** Work task **
Among the records below, find each line containing the word "reflection" and copy it.

Natural-language object grounding data
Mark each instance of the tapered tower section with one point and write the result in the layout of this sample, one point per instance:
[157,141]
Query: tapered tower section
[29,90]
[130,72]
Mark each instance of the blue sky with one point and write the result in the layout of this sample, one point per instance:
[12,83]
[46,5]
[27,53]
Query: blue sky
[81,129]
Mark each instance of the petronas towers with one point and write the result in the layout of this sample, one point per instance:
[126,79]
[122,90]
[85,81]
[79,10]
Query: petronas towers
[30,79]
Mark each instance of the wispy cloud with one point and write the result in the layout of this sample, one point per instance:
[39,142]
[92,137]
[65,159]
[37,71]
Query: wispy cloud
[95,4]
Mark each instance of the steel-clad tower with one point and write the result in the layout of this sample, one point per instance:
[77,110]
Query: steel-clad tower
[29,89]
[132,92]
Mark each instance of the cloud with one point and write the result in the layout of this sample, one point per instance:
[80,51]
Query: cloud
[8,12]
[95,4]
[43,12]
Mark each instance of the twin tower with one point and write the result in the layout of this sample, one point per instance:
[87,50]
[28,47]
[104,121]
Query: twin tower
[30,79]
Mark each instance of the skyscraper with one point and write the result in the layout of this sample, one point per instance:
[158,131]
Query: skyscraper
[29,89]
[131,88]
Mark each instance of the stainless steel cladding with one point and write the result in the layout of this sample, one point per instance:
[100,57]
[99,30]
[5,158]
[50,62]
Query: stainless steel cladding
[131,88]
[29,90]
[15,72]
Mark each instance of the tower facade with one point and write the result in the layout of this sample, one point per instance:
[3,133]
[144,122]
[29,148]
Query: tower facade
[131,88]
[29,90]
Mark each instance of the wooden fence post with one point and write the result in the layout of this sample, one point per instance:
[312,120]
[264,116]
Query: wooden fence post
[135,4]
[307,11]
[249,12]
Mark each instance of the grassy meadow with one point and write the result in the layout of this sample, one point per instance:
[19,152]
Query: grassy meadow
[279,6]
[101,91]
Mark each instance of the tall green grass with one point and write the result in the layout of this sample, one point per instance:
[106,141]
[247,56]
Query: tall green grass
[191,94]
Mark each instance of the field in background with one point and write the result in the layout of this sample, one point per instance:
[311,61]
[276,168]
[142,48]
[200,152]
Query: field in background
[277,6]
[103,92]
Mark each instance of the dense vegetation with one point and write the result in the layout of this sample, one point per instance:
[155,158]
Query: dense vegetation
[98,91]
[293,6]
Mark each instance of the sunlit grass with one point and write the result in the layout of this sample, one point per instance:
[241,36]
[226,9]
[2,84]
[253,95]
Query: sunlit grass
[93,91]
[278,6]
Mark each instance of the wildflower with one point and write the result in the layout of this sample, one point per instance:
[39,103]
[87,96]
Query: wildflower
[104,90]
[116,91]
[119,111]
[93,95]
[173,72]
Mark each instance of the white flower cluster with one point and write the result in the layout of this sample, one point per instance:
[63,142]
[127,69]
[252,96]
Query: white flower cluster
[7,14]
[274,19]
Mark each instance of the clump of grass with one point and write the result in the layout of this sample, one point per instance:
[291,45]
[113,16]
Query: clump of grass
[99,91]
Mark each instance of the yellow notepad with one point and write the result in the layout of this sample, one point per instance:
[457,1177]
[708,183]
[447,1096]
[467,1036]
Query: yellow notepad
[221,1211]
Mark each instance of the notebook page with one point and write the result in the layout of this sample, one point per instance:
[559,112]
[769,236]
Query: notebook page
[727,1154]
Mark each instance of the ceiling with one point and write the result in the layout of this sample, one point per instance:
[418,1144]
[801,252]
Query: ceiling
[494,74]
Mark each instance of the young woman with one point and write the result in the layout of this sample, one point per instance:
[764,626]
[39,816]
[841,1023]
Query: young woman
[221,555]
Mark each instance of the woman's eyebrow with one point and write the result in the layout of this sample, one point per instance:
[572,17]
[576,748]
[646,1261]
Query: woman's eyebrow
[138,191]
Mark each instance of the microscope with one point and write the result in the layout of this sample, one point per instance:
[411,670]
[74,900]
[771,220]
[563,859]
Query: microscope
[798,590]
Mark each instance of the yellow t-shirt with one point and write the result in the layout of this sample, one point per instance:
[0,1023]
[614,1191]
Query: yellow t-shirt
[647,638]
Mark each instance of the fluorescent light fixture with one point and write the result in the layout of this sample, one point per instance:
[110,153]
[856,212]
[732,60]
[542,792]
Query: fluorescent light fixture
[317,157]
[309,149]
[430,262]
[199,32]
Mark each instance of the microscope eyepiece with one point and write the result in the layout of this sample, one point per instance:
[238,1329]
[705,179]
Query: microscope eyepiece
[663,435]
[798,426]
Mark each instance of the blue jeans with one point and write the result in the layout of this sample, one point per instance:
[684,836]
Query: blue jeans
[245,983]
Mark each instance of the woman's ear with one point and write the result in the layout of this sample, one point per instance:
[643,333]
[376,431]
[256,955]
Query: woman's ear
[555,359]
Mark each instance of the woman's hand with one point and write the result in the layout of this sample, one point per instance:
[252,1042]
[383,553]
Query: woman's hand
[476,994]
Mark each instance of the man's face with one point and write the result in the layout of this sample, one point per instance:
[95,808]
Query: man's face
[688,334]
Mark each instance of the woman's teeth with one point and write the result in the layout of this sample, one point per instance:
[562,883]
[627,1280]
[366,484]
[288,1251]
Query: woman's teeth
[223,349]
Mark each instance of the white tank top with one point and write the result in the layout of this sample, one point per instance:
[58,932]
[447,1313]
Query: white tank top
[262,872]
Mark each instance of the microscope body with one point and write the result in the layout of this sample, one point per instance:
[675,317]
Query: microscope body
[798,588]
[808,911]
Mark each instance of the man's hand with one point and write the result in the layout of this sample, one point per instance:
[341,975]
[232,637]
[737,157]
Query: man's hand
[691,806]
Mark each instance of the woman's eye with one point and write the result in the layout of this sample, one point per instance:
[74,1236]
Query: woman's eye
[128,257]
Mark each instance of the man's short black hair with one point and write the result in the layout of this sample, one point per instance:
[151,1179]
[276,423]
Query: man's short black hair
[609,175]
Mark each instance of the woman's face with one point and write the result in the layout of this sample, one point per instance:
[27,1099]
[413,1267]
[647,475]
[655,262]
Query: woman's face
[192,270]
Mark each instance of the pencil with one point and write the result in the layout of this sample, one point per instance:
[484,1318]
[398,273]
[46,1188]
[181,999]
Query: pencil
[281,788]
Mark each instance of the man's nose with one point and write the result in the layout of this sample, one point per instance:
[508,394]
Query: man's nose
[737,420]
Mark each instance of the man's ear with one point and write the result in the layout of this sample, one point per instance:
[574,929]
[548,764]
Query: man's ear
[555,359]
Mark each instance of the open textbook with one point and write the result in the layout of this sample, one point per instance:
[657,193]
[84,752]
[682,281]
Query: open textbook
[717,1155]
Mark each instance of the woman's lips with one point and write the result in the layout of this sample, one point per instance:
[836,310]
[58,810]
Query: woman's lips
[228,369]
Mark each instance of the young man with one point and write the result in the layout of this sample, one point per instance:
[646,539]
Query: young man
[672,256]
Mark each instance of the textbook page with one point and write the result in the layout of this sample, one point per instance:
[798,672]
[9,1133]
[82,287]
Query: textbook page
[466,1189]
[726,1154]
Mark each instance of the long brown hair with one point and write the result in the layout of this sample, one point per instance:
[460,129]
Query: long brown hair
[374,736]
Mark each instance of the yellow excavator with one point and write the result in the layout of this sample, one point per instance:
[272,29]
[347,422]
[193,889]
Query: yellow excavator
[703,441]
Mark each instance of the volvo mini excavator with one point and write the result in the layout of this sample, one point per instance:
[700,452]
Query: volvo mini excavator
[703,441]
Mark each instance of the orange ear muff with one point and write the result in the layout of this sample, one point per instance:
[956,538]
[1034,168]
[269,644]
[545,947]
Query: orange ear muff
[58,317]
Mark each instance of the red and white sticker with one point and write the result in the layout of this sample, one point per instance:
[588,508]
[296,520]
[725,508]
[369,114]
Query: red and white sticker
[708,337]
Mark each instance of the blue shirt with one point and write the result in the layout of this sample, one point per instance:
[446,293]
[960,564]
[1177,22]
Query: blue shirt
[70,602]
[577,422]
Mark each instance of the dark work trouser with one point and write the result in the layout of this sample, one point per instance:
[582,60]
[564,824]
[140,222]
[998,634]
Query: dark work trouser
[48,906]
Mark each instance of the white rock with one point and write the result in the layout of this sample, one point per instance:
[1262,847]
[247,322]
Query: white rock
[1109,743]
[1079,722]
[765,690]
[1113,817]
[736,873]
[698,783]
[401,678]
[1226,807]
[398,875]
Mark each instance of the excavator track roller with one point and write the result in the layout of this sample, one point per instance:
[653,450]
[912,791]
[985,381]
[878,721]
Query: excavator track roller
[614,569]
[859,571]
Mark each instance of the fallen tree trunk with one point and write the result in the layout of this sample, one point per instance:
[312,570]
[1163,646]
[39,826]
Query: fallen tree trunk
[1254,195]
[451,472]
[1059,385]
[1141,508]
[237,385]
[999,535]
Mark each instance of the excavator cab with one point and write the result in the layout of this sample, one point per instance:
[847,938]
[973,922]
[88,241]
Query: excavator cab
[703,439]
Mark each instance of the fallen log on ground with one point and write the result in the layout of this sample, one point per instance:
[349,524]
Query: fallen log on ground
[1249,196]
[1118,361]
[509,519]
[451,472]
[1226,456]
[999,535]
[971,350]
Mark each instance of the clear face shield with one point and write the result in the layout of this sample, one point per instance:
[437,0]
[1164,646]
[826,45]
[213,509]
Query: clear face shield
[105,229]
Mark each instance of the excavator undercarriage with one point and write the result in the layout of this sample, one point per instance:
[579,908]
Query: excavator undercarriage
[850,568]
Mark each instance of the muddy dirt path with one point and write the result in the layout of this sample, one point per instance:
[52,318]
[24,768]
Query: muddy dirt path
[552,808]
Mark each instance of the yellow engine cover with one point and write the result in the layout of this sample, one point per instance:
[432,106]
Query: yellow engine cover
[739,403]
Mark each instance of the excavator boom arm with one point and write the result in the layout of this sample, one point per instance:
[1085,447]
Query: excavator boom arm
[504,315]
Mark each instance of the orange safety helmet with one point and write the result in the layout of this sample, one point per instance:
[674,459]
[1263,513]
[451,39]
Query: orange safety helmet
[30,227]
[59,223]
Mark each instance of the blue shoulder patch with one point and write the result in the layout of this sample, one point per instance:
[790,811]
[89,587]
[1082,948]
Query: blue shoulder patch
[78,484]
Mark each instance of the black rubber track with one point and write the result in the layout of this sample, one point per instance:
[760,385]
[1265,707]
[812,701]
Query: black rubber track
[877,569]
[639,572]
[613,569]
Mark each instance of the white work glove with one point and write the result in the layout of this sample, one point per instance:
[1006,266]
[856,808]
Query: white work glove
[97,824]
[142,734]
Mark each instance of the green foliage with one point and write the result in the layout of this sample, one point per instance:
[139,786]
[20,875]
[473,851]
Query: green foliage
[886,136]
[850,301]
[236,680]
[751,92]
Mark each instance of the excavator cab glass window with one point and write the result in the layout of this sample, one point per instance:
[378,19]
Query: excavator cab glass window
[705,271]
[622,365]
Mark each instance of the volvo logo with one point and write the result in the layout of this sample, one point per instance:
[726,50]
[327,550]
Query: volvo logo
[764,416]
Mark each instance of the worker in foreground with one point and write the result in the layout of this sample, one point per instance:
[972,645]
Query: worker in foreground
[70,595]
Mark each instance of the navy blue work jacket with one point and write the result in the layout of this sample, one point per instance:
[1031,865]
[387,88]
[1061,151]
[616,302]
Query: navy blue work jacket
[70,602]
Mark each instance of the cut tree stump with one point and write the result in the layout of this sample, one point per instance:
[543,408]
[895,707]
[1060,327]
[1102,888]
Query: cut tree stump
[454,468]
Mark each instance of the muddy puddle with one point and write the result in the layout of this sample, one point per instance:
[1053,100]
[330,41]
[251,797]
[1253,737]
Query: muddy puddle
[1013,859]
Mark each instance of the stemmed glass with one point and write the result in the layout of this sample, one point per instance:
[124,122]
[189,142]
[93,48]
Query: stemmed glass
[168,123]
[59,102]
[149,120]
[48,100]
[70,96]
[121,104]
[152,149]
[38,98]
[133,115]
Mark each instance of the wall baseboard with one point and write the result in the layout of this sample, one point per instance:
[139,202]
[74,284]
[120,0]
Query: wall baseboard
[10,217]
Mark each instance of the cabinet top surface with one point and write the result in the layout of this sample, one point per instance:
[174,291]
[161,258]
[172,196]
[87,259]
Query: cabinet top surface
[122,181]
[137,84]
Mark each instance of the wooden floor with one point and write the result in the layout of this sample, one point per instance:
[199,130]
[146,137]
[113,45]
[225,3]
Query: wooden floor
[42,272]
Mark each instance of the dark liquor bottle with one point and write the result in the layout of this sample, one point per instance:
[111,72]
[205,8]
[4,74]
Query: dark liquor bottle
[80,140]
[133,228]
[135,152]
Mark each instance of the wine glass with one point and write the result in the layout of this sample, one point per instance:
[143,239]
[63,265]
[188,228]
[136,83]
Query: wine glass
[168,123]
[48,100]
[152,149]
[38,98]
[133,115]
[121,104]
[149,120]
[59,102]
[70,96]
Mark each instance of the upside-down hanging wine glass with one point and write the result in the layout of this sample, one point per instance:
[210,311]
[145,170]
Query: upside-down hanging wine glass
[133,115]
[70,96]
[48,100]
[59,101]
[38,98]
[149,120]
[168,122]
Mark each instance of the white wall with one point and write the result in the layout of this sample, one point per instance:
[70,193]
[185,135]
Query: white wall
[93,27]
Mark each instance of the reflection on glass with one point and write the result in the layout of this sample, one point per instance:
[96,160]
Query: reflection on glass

** Task output **
Mark each instance of the reflection on glass with one point and write the result in the layout of this sample, one point per instance:
Query: reflection on glass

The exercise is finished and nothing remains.